Copy out the data exactly, leaving the pictures behind.

:: Material for the task ::

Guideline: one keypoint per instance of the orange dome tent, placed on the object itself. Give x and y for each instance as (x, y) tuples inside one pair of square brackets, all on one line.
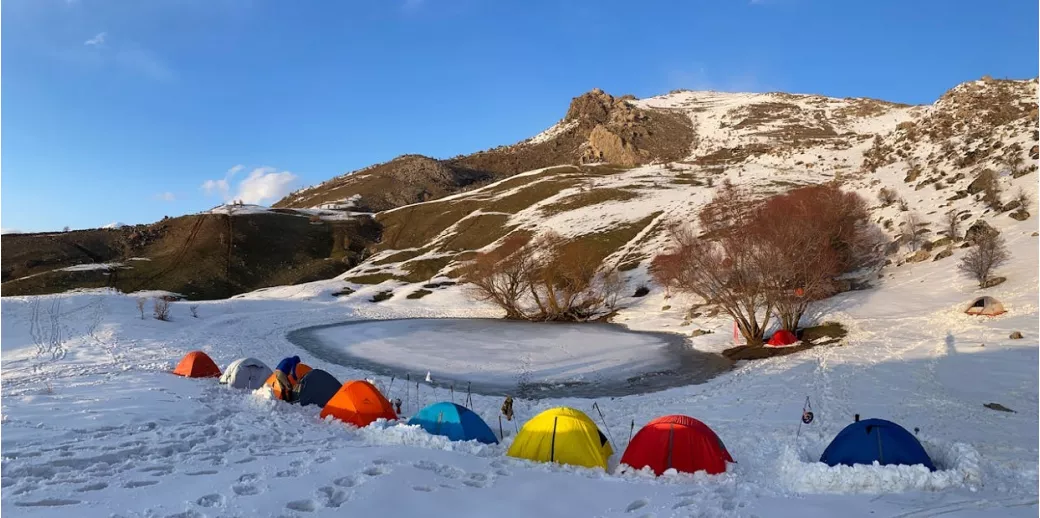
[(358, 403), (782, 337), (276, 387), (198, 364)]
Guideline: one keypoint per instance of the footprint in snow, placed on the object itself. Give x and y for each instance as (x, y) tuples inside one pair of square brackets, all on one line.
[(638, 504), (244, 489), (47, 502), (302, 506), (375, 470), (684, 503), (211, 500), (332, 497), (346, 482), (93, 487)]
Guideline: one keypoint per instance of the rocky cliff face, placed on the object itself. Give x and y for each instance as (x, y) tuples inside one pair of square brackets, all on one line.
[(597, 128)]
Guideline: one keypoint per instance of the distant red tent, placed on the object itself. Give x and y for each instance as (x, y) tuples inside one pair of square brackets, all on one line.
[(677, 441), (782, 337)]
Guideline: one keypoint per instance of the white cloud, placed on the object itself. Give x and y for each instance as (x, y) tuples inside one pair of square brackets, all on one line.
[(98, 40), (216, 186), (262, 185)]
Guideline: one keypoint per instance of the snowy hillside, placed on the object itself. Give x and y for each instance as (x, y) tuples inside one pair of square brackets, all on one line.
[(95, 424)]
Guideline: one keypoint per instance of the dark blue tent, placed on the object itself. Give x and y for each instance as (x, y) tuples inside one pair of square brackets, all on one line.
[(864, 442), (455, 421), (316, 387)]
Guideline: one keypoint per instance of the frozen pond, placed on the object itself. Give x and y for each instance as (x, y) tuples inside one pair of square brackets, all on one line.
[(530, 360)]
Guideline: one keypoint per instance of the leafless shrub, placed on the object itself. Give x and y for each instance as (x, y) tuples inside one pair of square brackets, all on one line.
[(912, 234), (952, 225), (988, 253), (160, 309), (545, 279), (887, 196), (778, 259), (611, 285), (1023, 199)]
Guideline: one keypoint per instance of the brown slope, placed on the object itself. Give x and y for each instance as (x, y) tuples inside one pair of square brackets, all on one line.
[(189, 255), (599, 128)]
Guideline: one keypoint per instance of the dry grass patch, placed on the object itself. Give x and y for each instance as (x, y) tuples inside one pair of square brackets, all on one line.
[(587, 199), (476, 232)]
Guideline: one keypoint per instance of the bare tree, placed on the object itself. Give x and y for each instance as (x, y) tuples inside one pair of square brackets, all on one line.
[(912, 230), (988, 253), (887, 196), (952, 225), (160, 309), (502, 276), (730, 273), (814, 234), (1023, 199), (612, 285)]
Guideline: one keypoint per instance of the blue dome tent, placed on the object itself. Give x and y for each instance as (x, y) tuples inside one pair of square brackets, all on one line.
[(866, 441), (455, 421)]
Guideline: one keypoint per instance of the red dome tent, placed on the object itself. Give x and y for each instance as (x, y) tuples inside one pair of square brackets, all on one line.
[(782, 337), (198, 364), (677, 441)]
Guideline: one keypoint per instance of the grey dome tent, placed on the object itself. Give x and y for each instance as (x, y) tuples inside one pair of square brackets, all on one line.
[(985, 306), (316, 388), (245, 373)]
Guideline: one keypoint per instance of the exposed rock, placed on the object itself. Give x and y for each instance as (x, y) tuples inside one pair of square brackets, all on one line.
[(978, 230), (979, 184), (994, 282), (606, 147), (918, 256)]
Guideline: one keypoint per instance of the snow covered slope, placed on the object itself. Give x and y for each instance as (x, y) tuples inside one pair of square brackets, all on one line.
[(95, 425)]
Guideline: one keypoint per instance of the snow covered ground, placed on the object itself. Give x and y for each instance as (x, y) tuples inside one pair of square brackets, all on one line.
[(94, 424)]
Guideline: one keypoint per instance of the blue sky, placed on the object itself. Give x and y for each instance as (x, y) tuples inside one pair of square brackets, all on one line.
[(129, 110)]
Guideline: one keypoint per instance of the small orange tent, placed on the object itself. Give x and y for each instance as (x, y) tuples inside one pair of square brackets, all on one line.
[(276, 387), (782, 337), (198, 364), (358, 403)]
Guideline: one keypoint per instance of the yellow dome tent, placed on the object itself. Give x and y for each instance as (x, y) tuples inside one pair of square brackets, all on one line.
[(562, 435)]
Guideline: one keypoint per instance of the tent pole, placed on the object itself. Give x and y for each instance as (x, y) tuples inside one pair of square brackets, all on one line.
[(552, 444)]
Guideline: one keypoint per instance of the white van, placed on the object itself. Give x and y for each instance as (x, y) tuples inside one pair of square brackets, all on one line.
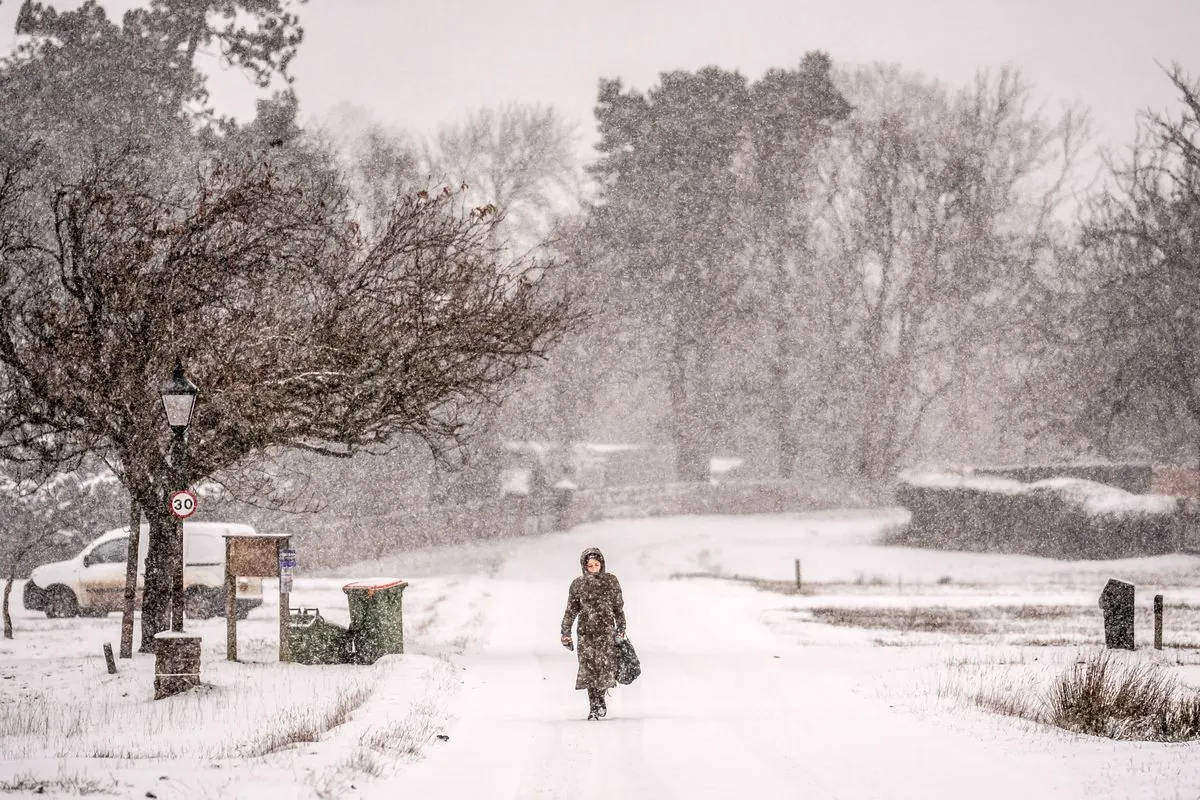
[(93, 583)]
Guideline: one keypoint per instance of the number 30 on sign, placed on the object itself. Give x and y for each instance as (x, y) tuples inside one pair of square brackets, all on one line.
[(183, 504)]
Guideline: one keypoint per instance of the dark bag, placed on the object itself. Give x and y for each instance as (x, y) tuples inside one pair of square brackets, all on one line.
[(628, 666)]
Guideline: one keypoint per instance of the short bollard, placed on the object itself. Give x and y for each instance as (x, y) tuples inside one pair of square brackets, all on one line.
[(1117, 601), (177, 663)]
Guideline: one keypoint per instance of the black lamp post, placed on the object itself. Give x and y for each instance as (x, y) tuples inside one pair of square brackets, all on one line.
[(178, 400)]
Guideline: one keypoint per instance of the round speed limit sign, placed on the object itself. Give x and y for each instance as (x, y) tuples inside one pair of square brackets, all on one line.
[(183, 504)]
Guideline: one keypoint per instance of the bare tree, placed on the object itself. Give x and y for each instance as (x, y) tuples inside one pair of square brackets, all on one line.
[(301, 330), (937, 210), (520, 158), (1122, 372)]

:::

__Task result__:
Guideline: one keypoint per instance of the orange dome tent, placed on the object itself. Give x and y for each instance as (x, y) tuples inside one pair of square brackets, all on one line.
[(358, 403), (782, 337), (276, 387), (198, 364)]
Guideline: one keypoint per instance of the footprint in snow, placed on the object itself. Give x and y for each instance as (x, y) tuples inside one pair of square brackets, all on one line.
[(638, 504), (244, 489), (47, 502), (302, 506), (375, 470), (684, 503), (211, 500), (332, 497), (346, 482), (93, 487)]
Guideline: one keypoint per instance of the rocky cliff face, placed on the object itself. Give x and y for each instance as (x, y) tuples inside one pair of square brackets, all on one line.
[(597, 128)]
Guideline: one keypoint per instance of the distant red tent, placed on the object itself. Give x and y for each instance as (x, y) tuples inside one pair of square brackets, all on one line.
[(677, 441), (782, 337)]
Guideline: one keypoint per instance of the white cloud, placed on the object itself. Give x and y for each instance as (x, y) tuples inside one pair of square brackets, all on one line.
[(98, 40), (216, 186), (262, 185)]
Guideline: one keypoint per instance of the snowy hillside, placed on the object itself. Give x and y for each instance as (x, y) tuples inside one pair of square brackets, all on one line.
[(95, 424)]
Guideline: one keypoint per instance of the dark blue tent, placed on the object itself. Give x and y for each instance as (x, y) tuples inside one pair of square brackets, all on one line.
[(864, 442), (455, 421), (316, 387)]
Guideline: one keypoint per instance of the frozen pond, placed on the object itself. Give x and y for each instance as (x, y) tuples inside one pair of square brackets, all on one line.
[(530, 360)]
Guideline: one keypoint per instance of the leafless shrub, placed on the object itself. Give x and y for each instance as (x, y) tuples inside one pair of square brackets, all on one line.
[(912, 234), (952, 225), (988, 253), (160, 309), (545, 279), (887, 196), (778, 259), (611, 285), (1023, 199)]
Guideline: one keypoint per instance of the brown slope, placed on the object itself. Give x and y for each instance as (x, y) tuples inside one pair of square brackets, all on one line.
[(189, 255), (599, 128)]
Guideline: one keypoint per instance of the dry grass patch, placed on the object itself. Give x and y for each instance as (x, y) tuples inside one pair of square brackets, all on one line.
[(587, 199), (476, 232)]
Guideline: one keypoint per instance of the bare tree, placed on the object itself. Give x and y for each instance as (x, y) tuples inside one pair of square brackets, all on one line.
[(912, 230), (988, 253), (887, 196), (952, 225), (160, 309), (502, 276), (730, 273), (814, 234), (1023, 199), (612, 285)]
Guideline: one keypoint per instance of the blue dome tent, placed on the object itself. Give x and y for each instance as (x, y) tuples inside one pair of square brackets, all on one line.
[(866, 441), (455, 421)]
Guideline: one keypoint per instance of the red dome tent, placed on the object itself. Give x and y for each instance as (x, y) tuples inside one pair of square brackets, all on one line.
[(782, 337), (198, 364), (677, 441)]
Guideline: one keypoint per instance of the grey dome tent, placed on the object itself. Give x and y for each instance as (x, y) tuples inside one pair of square brackets, all on one line.
[(985, 306), (316, 388), (245, 373)]
Guideline: one keypoint per instance of the exposed rock, placed on the object itself. Give x and y for each instance as (x, y) tuples inside one pair of square brackets, all on one line.
[(978, 230), (979, 184), (994, 282), (606, 147), (918, 256)]
Guideline: one keypoint per instance of the snow covered slope, placed on the object itself. Give x and y for each instance as (x, y) tuples inside one pair of square brackets, all on one line.
[(95, 425)]
Guideline: one keypoint per instance of the snow covered ground, placed on the object itself. Give x and y for each instance as (x, y) tuples inside one pair of square brackets, all on one line.
[(94, 424)]
Guideline: one keypoint per instance of the blue sky, placed on the object itself. Give x and y for each instance as (x, y) tuples inside one pair of square brackets, all on one line.
[(129, 110)]
Guideline: one keypoint per instance of the small orange tent, placed on the object itself. Give x and y for each instance as (x, y) tuples inside one pair of square brackets, all on one line.
[(276, 387), (782, 337), (198, 364), (358, 403)]
Guideline: one keypoint per instance of the yellow dome tent, placed on the object itself. Give x and y for each instance as (x, y) tuples inside one pair of square brackets, all on one line.
[(562, 435)]
Guideline: one keypoint per instance of the tent pole, placed on the object itself. Give x and y for each instance as (x, y) tuples inside one pair of square brackets, all on one line.
[(552, 444)]
Guideline: one keypoint per instance of the white van, placed on the object itself. Give x and y for each instance as (x, y) tuples inside one pair of square brackets, all on one line.
[(93, 583)]
Guideline: one keypoint per instance of the number 30 on sign, placed on the object itself. Give x and y for each instance as (x, y) tuples inside one pair of square brackets, all on one line.
[(183, 504)]
Guideline: one keypoint per instance of the dark bag, placed on the object itself. Give x and y for each instance as (x, y) tuples inside one pair of square brackets, all on one line.
[(628, 666)]
Guideline: one keypoint per instance of the short bollard, placed on the object itself. Give x and y for each instance as (x, y) tuples inside one pair of square brackets, all on one line.
[(1117, 601), (177, 663)]
Guideline: one keypoint per instance of the black lamp post, placed on the object itself. Give x and y for each instance as (x, y) tuples inside one pair of square brackets, all on one line.
[(178, 400)]
Guideline: one keypoint per instance of the round speed limit sign, placed on the object itself. Give x and y for each instance as (x, y) tuples inside one pair of square brackets, all on one line.
[(183, 504)]
Guideline: one keypoint per instance of the bare tree, placed on the object itself. Give x and y for each instance as (x, y) tuples inside one pair of square brackets, all on one line.
[(301, 330), (937, 210), (520, 158), (1122, 372)]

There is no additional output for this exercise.